Entries from a data collection:
begin
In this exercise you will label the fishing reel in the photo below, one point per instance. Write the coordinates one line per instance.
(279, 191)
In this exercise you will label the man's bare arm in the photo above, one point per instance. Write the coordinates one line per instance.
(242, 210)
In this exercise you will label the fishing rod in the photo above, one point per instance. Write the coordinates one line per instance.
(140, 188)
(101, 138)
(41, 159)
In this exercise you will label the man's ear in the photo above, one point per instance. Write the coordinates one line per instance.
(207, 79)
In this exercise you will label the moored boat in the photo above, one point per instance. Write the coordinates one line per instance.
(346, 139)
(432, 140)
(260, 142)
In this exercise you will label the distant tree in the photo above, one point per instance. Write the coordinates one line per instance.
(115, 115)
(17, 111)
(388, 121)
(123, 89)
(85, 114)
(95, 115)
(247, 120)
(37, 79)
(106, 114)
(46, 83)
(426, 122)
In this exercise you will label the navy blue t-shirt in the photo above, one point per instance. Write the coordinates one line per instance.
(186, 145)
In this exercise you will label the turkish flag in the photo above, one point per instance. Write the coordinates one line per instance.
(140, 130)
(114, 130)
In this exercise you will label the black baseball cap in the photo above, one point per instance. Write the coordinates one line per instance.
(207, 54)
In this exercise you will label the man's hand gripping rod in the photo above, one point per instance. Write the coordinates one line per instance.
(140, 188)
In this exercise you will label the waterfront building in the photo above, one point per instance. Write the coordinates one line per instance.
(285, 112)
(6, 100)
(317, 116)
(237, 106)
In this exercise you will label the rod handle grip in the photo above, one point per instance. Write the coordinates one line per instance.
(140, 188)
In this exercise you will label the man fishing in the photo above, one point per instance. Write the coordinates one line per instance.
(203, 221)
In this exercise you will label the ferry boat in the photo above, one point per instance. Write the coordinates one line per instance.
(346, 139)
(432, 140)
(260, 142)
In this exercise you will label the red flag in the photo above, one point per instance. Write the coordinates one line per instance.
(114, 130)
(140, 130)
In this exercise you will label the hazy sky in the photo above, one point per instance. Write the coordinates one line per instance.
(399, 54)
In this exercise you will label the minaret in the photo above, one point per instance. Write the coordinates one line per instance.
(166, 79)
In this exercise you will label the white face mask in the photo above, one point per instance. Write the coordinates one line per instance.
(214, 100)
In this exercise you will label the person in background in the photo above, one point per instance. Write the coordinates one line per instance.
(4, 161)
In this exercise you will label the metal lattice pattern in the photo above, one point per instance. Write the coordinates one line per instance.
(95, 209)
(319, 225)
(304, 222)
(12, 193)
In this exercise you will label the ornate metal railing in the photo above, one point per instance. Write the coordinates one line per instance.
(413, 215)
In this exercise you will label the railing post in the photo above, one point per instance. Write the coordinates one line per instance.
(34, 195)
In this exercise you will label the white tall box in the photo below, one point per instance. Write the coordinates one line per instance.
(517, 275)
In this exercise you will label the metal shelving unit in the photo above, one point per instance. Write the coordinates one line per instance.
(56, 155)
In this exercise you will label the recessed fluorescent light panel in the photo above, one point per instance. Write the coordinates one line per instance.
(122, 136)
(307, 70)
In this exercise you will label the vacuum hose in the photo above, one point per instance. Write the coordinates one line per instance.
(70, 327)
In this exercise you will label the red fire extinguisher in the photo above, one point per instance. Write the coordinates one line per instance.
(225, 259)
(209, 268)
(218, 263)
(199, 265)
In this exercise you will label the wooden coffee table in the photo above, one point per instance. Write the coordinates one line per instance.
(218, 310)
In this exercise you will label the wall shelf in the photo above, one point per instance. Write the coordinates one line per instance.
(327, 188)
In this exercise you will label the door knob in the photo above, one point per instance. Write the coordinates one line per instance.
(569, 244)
end
Exercise aim: Render the entries above as a numbered list, leaving out blank lines.

Solution to the problem:
1. In this exercise you will label the fishing reel in the photo below, one point per instance. Write the coordinates one line per instance.
2. (279, 191)
3. In this exercise you will label the man's bare arm in the photo above, one point per instance. Write the coordinates one line per instance.
4. (242, 210)
5. In this exercise you will label the fishing rod in the photo above, one point per instance. Write the coordinates one line per instance.
6. (140, 188)
7. (101, 138)
8. (41, 159)
9. In this exercise you will label the man's ear in the photo above, one point per instance. Write the coordinates one line per instance.
10. (207, 79)
11. In this exercise you will label the moored boat in the photo above, one point per instance. Write the coordinates one line per instance.
12. (346, 139)
13. (432, 140)
14. (260, 142)
15. In this exercise you will label the distant tree in the photo above, one point per instance. Write the coordinates one line per instance.
16. (115, 115)
17. (17, 111)
18. (388, 121)
19. (123, 89)
20. (85, 114)
21. (95, 115)
22. (247, 120)
23. (37, 79)
24. (106, 114)
25. (46, 83)
26. (426, 122)
27. In this exercise you will label the navy blue t-shirt in the photo above, one point per instance. Write the coordinates one line per instance.
28. (186, 145)
29. In this exercise you will label the turkish flag in the photo above, one point per instance. Write the coordinates one line per instance.
30. (140, 130)
31. (114, 130)
32. In this exercise you will label the black baseball cap in the photo above, one point per instance. Write the coordinates one line per instance.
33. (207, 54)
34. In this exercise you will label the man's hand gripping rod in the photo above, one point per instance. Write the coordinates one line per instance.
35. (140, 188)
36. In this exercise you will label the waterfront building in the photo above, one point per instance. Write the coordinates one line per instance.
37. (285, 112)
38. (6, 100)
39. (317, 116)
40. (237, 106)
41. In this exercise you will label the rod handle grip in the photo above, one point per instance. Write the coordinates one line per instance.
42. (140, 188)
43. In this exercise you will label the man fishing in the photo above, one point per instance. Write the coordinates one line per instance.
44. (203, 221)
45. In this exercise you will label the ferry boat in the photo above, one point per instance. Write the coordinates one line per instance.
46. (346, 139)
47. (432, 140)
48. (260, 142)
49. In this exercise you will label the red flag in the photo above, one point per instance. Write the coordinates one line per instance.
50. (114, 130)
51. (140, 130)
52. In this exercise you will label the hazy sky in the photo above, one point per instance. Write the coordinates one line per instance.
53. (399, 54)
54. In this exercise you will label the minaret in the photo above, one point per instance. Write the coordinates one line per instance.
55. (166, 79)
56. In this exercise you will label the white face mask in the photo above, one point per instance. Write the coordinates one line per instance.
57. (214, 100)
58. In this exercise you will label the person in background in the photo above, one point per instance. Write the coordinates one line per instance.
59. (4, 161)
60. In this exercise you will label the metal lattice pattern in the photo above, one point per instance. Write the coordinates one line per instance.
61. (95, 209)
62. (319, 225)
63. (304, 222)
64. (12, 193)
65. In this exercise you will label the ornate metal railing in the photo above, one point per instance. Write the coordinates one line per instance.
66. (413, 215)
67. In this exercise you will label the railing post in the photo above, one point per instance. Write the coordinates one line per instance.
68. (34, 195)
69. In this exercise you will label the white tall box in the photo below, one point per instance. Write the coordinates one line per instance.
70. (517, 275)
71. In this exercise you will label the metal shelving unit in the photo above, one point per instance. Write the coordinates one line per instance.
72. (56, 155)
73. In this exercise you will label the recessed fluorescent light panel in the photo above, one point per instance. Write the coordinates one line per instance.
74. (122, 136)
75. (307, 70)
76. In this exercise you will label the vacuum hose in the photo above, one point per instance. Write the coordinates one line per instance.
77. (70, 327)
78. In this exercise you will label the red fire extinguisher in the photo above, one point per instance. Write the coordinates one line per instance.
79. (225, 259)
80. (209, 268)
81. (218, 263)
82. (199, 265)
83. In this exercise you will label the wooden coffee table in the photo above, one point per instance. Write the coordinates one line per instance.
84. (218, 310)
85. In this exercise you will label the wall shelf in the photo above, one point per instance. Write the coordinates one line per instance.
86. (327, 188)
87. In this exercise you will label the door knob in the photo above, one point per instance. Write the coordinates one line per instance.
88. (569, 244)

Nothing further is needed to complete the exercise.